[Extracted records]
* * *
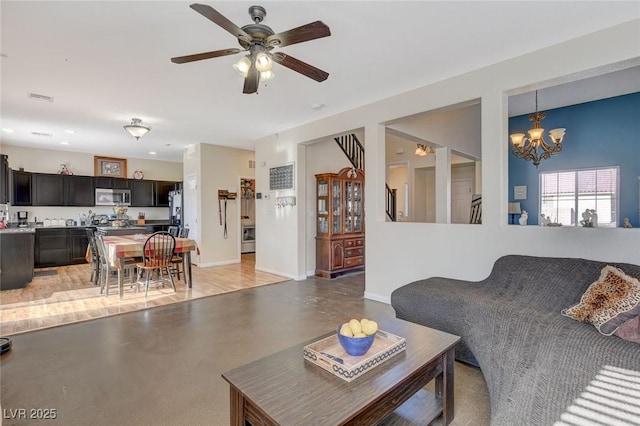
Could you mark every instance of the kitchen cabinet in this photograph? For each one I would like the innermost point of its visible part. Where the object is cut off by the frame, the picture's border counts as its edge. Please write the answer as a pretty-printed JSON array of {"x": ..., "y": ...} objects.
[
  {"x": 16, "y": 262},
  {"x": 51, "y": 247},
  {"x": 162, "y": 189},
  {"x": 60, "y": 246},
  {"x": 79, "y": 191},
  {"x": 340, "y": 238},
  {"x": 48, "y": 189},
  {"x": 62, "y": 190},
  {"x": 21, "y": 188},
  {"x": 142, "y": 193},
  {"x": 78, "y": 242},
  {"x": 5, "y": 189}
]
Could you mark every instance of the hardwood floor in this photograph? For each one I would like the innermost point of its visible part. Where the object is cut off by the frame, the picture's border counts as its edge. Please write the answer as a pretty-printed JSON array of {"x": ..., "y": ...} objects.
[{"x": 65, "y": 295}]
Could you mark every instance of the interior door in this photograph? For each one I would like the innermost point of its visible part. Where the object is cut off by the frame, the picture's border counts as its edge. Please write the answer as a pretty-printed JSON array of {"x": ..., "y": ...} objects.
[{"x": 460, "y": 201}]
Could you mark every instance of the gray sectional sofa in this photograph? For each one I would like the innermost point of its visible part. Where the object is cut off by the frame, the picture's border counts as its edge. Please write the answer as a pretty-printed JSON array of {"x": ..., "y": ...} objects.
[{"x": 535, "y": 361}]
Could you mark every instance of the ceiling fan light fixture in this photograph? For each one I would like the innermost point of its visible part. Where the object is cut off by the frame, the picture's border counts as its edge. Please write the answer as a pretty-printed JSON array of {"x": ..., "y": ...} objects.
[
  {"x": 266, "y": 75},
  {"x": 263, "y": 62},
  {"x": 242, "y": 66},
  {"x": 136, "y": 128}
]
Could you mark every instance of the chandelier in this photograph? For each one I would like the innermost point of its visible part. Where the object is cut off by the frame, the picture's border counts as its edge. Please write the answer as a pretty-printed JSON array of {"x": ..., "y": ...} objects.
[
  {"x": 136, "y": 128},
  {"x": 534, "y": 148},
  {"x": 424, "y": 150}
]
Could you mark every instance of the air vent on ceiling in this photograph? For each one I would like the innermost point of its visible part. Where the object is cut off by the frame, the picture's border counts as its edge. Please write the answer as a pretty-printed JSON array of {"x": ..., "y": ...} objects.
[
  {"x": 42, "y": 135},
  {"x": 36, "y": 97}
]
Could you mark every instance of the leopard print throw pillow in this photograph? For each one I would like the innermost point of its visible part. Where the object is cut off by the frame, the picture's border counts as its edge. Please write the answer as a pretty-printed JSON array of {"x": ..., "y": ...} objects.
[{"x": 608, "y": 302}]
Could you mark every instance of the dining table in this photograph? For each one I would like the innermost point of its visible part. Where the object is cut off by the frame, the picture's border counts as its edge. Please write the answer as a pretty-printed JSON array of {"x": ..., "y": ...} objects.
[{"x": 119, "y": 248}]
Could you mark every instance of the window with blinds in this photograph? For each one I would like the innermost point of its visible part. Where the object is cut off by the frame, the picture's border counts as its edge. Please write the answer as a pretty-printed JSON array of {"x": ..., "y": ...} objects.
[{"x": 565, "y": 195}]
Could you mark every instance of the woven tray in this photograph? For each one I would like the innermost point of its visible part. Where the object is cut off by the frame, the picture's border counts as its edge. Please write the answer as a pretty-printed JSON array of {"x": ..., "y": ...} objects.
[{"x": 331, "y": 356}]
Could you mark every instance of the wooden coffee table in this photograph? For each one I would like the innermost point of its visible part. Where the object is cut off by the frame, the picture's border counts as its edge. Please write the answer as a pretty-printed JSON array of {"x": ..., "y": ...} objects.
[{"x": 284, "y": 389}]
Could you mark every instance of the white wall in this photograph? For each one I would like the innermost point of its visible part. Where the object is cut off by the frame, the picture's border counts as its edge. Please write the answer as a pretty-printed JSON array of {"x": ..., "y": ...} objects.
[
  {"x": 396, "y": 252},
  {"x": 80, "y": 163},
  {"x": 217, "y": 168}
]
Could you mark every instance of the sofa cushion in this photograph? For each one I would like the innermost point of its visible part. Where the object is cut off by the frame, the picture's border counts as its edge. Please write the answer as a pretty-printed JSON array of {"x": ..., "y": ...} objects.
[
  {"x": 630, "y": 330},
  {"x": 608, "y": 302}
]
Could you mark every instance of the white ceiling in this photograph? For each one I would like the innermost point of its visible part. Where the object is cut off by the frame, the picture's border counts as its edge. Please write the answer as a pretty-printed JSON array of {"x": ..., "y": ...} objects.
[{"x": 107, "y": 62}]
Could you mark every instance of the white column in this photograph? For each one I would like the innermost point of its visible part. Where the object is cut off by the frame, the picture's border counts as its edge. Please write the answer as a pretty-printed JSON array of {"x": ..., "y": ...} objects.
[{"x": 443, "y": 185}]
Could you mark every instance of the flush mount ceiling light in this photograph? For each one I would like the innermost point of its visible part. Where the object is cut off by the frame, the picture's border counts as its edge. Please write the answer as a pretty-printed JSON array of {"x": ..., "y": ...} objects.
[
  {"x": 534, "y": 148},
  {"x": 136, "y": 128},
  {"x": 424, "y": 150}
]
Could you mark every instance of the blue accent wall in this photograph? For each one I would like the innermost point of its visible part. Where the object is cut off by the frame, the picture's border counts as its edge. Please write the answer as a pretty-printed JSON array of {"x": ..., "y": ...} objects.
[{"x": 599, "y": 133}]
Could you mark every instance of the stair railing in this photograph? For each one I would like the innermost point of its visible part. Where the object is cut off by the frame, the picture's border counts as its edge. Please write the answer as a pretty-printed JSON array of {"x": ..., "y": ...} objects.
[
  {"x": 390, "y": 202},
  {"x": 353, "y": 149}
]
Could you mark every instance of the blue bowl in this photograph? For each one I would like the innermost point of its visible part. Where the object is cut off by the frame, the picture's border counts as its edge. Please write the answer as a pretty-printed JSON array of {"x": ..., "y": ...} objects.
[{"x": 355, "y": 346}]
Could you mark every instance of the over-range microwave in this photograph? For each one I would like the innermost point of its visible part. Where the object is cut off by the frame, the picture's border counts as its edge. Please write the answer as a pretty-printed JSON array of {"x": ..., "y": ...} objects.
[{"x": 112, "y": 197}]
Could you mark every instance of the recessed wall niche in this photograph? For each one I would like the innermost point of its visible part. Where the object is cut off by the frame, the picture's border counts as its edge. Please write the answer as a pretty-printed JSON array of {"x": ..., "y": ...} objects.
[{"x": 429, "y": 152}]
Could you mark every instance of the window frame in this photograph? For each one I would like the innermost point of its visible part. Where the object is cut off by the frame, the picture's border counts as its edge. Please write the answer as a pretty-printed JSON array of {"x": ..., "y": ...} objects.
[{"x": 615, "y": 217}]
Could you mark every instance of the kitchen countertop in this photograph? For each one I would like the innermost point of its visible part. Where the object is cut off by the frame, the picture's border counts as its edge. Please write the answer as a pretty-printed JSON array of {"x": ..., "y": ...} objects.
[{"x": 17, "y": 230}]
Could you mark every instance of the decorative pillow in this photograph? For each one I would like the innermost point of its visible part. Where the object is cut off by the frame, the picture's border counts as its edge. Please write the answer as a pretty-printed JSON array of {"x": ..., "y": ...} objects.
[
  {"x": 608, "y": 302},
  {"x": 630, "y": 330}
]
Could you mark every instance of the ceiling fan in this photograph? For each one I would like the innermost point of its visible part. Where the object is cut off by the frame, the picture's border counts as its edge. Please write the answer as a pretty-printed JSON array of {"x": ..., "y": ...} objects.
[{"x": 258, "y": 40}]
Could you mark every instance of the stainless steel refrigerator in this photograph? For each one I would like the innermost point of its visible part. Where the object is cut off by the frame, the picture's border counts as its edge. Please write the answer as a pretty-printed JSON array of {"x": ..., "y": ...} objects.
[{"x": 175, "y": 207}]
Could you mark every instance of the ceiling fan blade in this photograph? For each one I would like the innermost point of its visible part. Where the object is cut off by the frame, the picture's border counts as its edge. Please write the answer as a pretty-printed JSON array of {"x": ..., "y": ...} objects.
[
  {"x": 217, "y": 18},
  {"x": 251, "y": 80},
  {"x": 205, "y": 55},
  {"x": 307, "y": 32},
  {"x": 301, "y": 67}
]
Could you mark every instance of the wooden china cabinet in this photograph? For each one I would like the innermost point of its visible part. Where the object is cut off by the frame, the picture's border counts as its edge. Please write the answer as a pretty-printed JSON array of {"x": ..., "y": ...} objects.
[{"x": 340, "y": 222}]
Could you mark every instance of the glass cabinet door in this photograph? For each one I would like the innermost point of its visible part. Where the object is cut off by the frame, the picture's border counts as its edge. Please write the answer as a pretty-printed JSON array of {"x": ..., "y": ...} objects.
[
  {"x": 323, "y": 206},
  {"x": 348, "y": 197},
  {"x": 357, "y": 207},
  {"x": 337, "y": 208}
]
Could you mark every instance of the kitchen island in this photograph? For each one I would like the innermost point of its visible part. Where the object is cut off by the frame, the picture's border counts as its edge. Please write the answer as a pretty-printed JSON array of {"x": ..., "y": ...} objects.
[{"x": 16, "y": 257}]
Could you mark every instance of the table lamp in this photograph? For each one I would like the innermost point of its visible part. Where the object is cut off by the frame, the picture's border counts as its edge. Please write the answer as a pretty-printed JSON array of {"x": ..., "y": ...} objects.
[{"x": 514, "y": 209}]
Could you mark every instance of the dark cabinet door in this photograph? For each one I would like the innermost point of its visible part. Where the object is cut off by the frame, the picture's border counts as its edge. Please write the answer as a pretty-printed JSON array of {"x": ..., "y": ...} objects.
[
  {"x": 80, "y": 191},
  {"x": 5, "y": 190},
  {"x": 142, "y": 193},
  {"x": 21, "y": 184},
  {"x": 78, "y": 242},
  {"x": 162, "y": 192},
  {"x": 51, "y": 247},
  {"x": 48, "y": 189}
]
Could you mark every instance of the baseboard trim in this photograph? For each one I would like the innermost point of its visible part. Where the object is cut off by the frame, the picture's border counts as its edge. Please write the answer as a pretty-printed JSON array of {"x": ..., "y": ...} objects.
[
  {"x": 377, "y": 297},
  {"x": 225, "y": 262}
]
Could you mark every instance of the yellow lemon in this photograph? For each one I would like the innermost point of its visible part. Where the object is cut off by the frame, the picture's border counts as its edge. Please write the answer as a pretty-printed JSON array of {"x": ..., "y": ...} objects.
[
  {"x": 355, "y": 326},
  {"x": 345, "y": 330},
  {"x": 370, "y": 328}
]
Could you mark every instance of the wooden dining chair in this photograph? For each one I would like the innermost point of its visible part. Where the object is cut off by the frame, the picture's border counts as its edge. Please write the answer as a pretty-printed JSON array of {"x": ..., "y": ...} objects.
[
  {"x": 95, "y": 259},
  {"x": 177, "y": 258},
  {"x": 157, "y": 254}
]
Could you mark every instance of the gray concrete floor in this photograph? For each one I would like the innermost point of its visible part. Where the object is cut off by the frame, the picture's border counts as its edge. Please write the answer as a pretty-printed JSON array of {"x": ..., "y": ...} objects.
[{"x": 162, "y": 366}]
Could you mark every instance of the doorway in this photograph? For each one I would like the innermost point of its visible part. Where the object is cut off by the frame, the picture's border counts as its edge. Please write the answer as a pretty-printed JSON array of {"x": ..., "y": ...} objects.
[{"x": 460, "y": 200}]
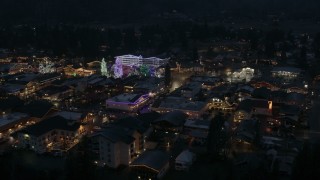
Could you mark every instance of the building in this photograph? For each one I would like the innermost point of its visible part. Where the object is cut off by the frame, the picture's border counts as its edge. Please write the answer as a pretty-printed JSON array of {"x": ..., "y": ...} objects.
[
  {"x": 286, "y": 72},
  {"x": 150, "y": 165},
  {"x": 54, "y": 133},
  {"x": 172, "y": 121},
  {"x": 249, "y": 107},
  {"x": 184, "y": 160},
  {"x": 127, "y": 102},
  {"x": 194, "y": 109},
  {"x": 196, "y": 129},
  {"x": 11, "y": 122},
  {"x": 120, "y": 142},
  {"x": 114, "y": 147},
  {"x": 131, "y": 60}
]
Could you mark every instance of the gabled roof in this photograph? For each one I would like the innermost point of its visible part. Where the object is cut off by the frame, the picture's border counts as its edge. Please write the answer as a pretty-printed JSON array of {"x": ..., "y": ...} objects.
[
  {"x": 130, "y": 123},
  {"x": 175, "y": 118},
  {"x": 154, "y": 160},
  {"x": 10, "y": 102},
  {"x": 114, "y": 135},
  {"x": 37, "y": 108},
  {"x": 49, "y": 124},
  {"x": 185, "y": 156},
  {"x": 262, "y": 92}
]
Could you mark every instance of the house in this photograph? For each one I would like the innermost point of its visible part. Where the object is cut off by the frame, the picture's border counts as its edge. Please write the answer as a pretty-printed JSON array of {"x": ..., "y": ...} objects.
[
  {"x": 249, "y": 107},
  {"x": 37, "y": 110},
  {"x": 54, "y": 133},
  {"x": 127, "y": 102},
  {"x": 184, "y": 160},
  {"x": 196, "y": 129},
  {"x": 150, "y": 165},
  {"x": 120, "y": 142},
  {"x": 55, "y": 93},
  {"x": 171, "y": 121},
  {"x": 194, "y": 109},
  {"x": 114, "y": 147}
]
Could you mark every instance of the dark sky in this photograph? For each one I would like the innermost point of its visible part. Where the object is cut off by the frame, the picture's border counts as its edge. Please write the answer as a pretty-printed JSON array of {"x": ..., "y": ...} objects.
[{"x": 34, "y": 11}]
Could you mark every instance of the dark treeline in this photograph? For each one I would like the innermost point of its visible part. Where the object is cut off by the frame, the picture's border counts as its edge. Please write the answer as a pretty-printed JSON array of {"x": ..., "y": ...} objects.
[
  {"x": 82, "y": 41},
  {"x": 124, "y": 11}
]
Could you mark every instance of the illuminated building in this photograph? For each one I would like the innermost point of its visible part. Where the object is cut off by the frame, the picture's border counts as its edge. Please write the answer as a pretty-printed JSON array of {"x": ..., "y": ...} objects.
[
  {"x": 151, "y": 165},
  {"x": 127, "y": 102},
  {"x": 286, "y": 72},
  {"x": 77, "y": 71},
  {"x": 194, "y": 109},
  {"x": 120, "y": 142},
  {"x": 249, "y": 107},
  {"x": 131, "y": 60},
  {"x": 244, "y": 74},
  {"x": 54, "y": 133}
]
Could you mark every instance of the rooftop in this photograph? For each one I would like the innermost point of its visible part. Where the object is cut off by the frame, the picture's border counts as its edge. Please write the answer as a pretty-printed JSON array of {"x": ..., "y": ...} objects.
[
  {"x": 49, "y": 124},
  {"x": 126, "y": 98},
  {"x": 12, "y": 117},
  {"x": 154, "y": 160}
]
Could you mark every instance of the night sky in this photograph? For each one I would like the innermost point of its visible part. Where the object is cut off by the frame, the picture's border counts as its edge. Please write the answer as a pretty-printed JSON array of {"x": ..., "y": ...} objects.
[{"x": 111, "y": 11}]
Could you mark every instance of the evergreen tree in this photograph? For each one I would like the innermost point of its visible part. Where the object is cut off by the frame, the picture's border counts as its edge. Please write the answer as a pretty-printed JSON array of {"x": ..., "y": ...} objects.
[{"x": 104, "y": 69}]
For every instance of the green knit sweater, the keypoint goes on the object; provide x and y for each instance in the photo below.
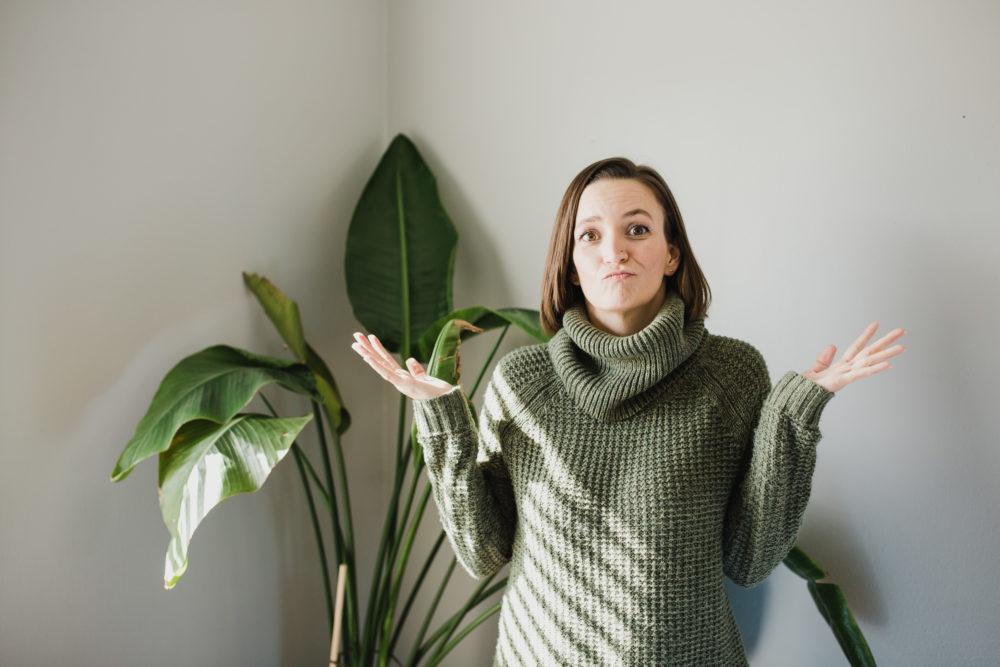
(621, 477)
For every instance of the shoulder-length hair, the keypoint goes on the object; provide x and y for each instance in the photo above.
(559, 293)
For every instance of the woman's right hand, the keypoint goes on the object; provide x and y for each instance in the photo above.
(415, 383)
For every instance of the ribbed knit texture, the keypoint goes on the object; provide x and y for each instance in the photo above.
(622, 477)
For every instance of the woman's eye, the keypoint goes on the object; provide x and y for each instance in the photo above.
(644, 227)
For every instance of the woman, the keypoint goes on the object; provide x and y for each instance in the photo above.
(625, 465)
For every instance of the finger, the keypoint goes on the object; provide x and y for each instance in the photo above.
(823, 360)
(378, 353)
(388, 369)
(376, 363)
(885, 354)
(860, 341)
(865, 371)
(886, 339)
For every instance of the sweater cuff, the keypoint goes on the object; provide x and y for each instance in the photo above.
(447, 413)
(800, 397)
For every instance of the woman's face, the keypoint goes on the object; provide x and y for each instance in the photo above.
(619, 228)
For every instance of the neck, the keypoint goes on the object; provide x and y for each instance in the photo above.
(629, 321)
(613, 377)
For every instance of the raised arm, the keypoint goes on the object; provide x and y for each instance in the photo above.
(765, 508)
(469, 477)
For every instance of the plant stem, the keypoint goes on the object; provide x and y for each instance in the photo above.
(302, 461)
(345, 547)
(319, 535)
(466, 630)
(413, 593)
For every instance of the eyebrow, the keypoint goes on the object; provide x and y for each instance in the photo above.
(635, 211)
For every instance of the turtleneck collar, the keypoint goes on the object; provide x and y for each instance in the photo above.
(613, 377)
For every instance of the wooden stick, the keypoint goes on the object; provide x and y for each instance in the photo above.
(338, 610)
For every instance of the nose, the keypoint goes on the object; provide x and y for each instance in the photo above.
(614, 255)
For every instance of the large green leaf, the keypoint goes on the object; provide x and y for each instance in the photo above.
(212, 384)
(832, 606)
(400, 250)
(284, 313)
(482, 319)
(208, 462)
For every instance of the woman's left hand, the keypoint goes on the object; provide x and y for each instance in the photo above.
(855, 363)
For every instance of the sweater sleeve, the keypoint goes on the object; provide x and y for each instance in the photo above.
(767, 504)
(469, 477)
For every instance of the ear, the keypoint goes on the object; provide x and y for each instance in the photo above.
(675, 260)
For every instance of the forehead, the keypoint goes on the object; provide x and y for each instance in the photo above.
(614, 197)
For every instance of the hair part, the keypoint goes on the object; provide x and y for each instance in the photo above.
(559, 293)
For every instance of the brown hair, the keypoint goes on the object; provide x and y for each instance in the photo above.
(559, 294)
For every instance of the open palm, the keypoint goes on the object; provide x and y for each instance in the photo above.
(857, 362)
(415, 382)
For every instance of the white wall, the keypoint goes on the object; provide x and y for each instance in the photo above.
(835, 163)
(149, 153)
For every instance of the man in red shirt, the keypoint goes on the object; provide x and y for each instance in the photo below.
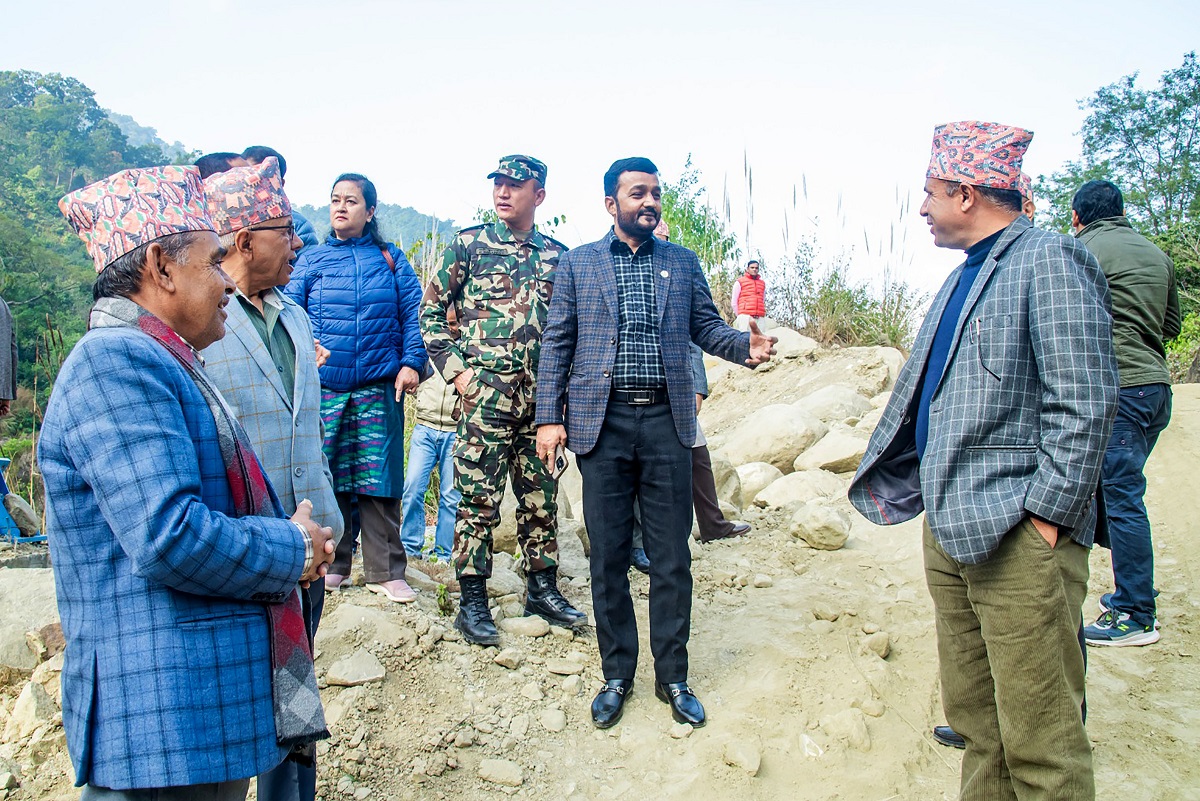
* * *
**About this task**
Once the pictures are set aside, what is needed is the lines from the line with "For every instance of the hair" through the end of the data, written out exactly and alone.

**Reply**
For every instance of the hair part, the keypoint goes on the object; provide x and y for each instance in the photo above.
(559, 293)
For every instance of the brown hair, the keypoint goes on the object; provide x and y for each instance in the photo above.
(559, 294)
For every instance of the open palm, the keypoint goes on the object; provide x and y for each instance in the photo above.
(857, 362)
(415, 382)
For every instance of the white wall, the keypoint goes on the object; provide x and y for each instance in the photo above.
(835, 163)
(149, 153)
For every instance of the man in red shirt, the keypoint goes on the object; provide x and y for each instance in the photo below.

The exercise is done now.